--- Begin Source document ---
Attorney General Jeff Sessions’s firing wasn’t shocking. And that, on some level, should shock us.

For months now, President Trump had been humiliating his top law enforcement official, belittling him in public and yelling at him in private, in a clear attempt to force his resignation. Practically everyone in Washington had assumed Sessions would be gone after the midterms; it turns out Trump couldn’t even wait a full day after the polls closed to pull the trigger.

The result of this buildup is that much of the country seems to be treating this as a foregone conclusion. The New York Times reported, for example, that “it came as little surprise when Mr. Sessions resigned the day after the midterms were over.” This is an entirely accurate assessment, but also a troubling one.

The truth is that Trump firing Sessions, and temporarily replacing him with a loyalist named Matthew Whitaker who has publicly denounced the special counsel investigation, should scare us. It should inspire surprise and anger on the level of the James Comey firing in May 2017, which much of Washington treated as a serious crisis for American democracy. In both cases, the president is nakedly asserting power over the direction of an investigation, sacking people in clear efforts to block oversight of his own conduct.

But this time, the panic is more muted. Democrats are objecting, of course, as are some Never Trump conservatives. But this simply hasn’t had the earth-shattering impact that the Comey firing did. The fact that Trump had been signaling this move normalized it, routinized it, made it thinkable. (It probably didn’t help that he did it the day after the midterms.)

And this, slowly but surely, is how the threat to American democracy has kept growing during the Trump era. Actions that were inconceivable or abhorrent prior to 2016 have become accepted parts of our everyday reality. They’re just facts of life in a country governed by Trump’s Republican Party.

The ship of American state is being replaced

Imagine a ship made of wooden planks. The more the ship is used, the more its planks get damaged; one by one, they get replaced. If this goes on for long enough, eventually all the ship’s planks will have been replaced, meaning that it contains exactly none of the wood it started out with. At what point, if ever, does it stop being the same ship?

This basic setup comes from a thought experiment called the Ship of Theseus, which dates back to ancient Greek philosophy. It was designed to illustrate tricky questions about the metaphysics of identity, but it also provides a nice way of thinking about Trump’s degradation of the American political system.

The Robert Mueller investigation grew out of the firing of FBI Director Comey, a way of protecting the Trump-Russia investigation from presidential interference. Since day one, Trump has been raging against Sessions, who recused himself from overseeing the probe, demanding that he either take control of the investigation or resign and let someone else do it.

Ever since then, Trump has repeatedly violated the norms governing the way the president should treat the attorney general and the Justice Department. He admitted that the Comey firing was about the Russia investigation on national television. He suggested the attorney general’s job should be defending the president, not investigating him. He blasted the “Jeff Sessions Justice Department” for bringing charges against Republican members of Congress before the midterms because it might jeopardize Republican chances to hold the House.

Each of these, individually, shatters longstanding norms about how the president is supposed to talk and think about the Department of Justice. But it’s harder to muster outrage about each one individually. Disturbing as these incidents are, no single one constitutes the end of American democracy, or even of the DOJ’s independence.
--- End Source document ---
Exercise: Continue the article on the firing of Jeff Sessions, picking up after its last sentence. The data that comes next is a separate set of material, unrelated to the article on the Sessions firing.
--- Begin Provided information ---
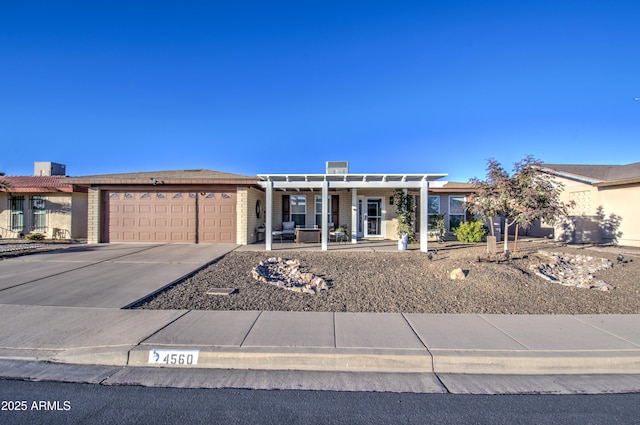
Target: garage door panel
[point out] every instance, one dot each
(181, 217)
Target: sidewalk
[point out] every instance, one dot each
--- End Provided information ---
--- Begin Provided information ---
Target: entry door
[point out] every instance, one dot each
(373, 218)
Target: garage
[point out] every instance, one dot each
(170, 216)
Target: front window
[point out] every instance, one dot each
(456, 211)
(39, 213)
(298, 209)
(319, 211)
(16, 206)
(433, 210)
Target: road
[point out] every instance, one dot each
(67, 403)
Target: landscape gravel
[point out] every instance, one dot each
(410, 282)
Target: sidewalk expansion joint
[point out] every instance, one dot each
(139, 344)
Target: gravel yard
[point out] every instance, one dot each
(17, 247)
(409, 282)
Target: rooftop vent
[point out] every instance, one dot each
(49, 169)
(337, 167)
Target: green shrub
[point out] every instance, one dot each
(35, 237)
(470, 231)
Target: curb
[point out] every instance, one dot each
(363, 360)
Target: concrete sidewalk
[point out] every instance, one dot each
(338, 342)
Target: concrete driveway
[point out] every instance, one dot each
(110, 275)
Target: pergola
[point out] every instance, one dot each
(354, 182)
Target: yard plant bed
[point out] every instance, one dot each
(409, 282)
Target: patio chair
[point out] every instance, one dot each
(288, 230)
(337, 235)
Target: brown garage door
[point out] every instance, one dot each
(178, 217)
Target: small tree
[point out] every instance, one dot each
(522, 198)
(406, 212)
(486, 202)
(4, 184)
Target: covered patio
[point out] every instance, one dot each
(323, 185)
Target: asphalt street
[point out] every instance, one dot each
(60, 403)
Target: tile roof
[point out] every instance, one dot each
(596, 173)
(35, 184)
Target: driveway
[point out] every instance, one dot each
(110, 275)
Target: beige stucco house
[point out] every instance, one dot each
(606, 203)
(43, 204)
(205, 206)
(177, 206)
--- End Provided information ---
Response below:
These little norm violations are more like replacing planks of the ship of state, each one individually not making a big difference but cumulatively amounting to a major change in the way the president gets to treat an agency that’s supposed to be a check on his power.

The same thing happened, in microcosm, with the Sessions firing. Trump’s berating of the attorney general in public, the insults, the regular humiliations — no single one was enough to incite intense public outrage, but they served together to construct a new normal when it comes to the president’s relationship with the attorney general.

By the time we got to the actual firing and replacement with a loyalist, it felt less like a novel event and more like the inevitable result of an ongoing process.

The Sessions firing shows how democratic backsliding is possible

Since Donald Trump’s election, there’s been a flowering of scholarship on the threat to democratic institutions in Western societies. Yascha Mounk, a senior fellow at New America, has unearthed data suggesting flagging support for democracy in some Western countries. Political scientists Steven Levitsky and Daniel Ziblatt document warning signs — like rising partisan rancor — that have plagued and doomed democracies in the past. And William Galston of the Brookings Institution argues that rising inequality has made a populist anti-democratic backlash more likely.

I’ve always run up against a stumbling block while reading this work. It’s easy to understand the theory — that democracy’s foundations are weakening — but harder to see in practice how a democracy like the United States would actually collapse. The idea of a military coup just seems absurd; so too does Congress giving dictatorial power to President Trump. Democracy here is too well-established, and too popular, to be openly demolished in the way that Adolf Hitler ended the Weimar Republic.

A much scarier possibility, one you’ve seen in countries like Hungary and Venezuela, is a piece-by-piece dismantling of democratic systems. Instead of doing everything in one go, and making a show of suspending the Constitution, you pass a series of laws that amount over time to the destruction of democracy.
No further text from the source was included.